Provided information.
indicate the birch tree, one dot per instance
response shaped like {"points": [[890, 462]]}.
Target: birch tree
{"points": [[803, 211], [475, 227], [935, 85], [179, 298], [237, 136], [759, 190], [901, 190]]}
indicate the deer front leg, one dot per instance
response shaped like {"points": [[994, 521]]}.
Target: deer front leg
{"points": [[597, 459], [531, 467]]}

Given request. Retype the whole listing, matching it exactly.

Solution.
indicate the birch tree, one dot per instance
response shaped like {"points": [[890, 462]]}.
Target: birch tree
{"points": [[803, 211], [475, 227], [935, 85], [179, 298], [237, 136], [759, 190], [901, 190]]}
indicate the deer front leg, one dot per instance
response shaped like {"points": [[994, 521]]}.
Target: deer front leg
{"points": [[597, 459], [531, 467]]}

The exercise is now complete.